> **DOCUMENT EXTRACT**

=== Section Start ===

International career
- Years: Team / Apps / (Points)
- 1964–1973: France / 51 / (14)

= Walter Spanghero =

French rugby union player (born 1943)

Walter Spanghero (born 21 December 1943) is a former French rugby union footballer. His father, Ferruccio Dante Spanghero, emigrated from Friuli, arriving in France in the 1930s to make a living as a bricklayer. He was a part of the France national team which won the 1968 Grand Slam in the Five Nations. He was also a part of the French side which won the Five Nations in 1967 and 1973. He played for France over 50 times. He played at number 8, lock and flanker. He famously had a very stormy relationship with his brother, Claude, who was also an international rugby player for France.

== Youth ==
Walter Spanghero was born on December 21, 1943, in Payra-sur-l'Hers (Aude). His parents, Ferrucio and Romea, were both italian immigrants who had settled in France in the 1930's. They run a farm in the village of Bram, and Ferrucio played in the rugby union local team.
They had eight children together, two daughter, Maryse and Annie, and six boys, Laurent, Jean-Marie, Walter, Claude, Guy et Gilbert.
Walter is the third kid of the family. Walter was taken out of school at thirteen after an incident with a teacher, who tried to hit him and broke his ankle. He then work with his father at the familial farm.

=== Section End ===

> **GIVEN DATA**
=== Section Start ===

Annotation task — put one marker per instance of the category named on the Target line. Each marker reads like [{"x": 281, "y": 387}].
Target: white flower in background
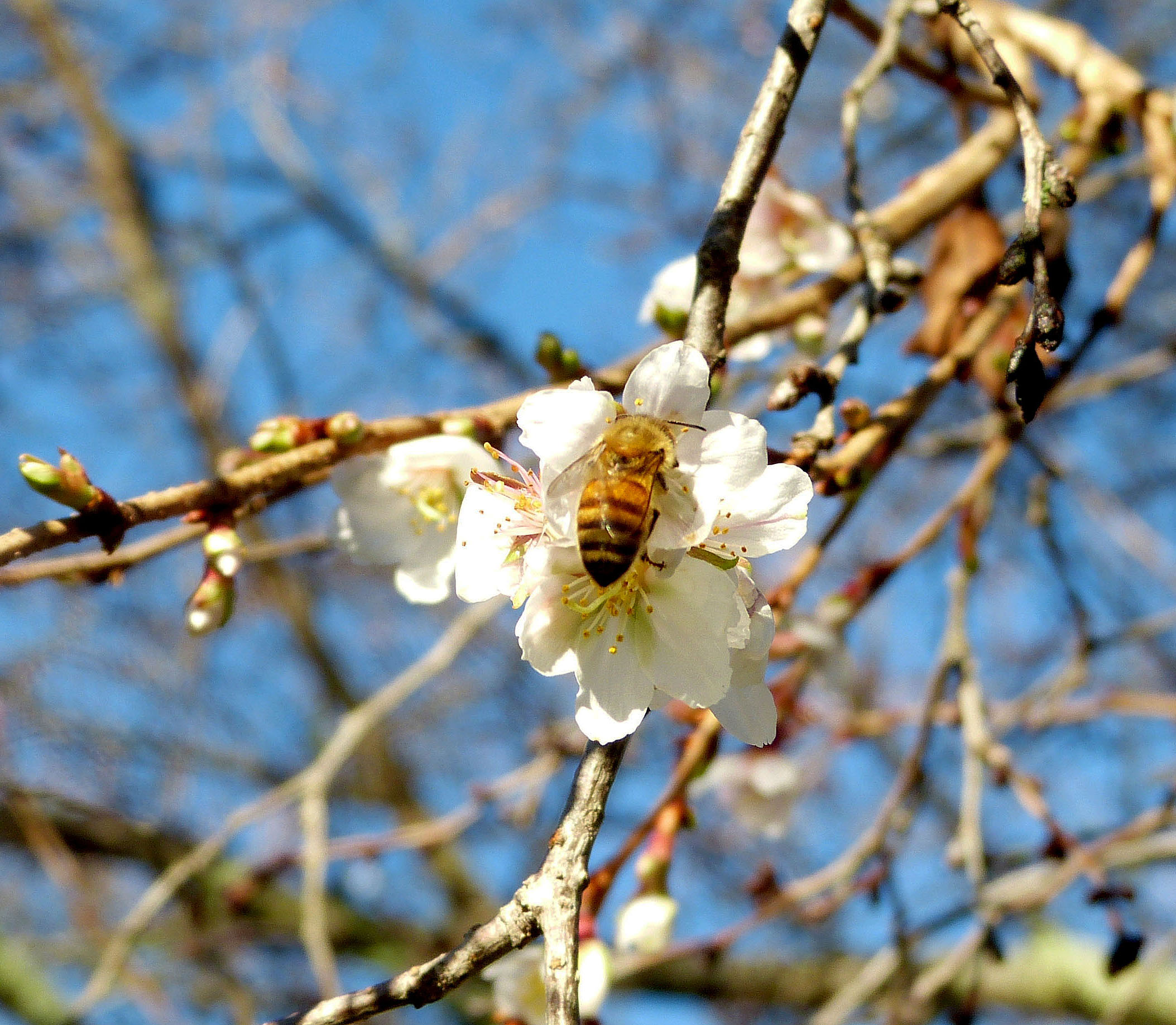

=== Section End ===

> **ABOUT THIS TASK**
In the Walter Spanghero text, in what year did the France team he played for win the Grand Slam in the Five Nations?

> **SOLUTION TO THIS PROBLEM**
1968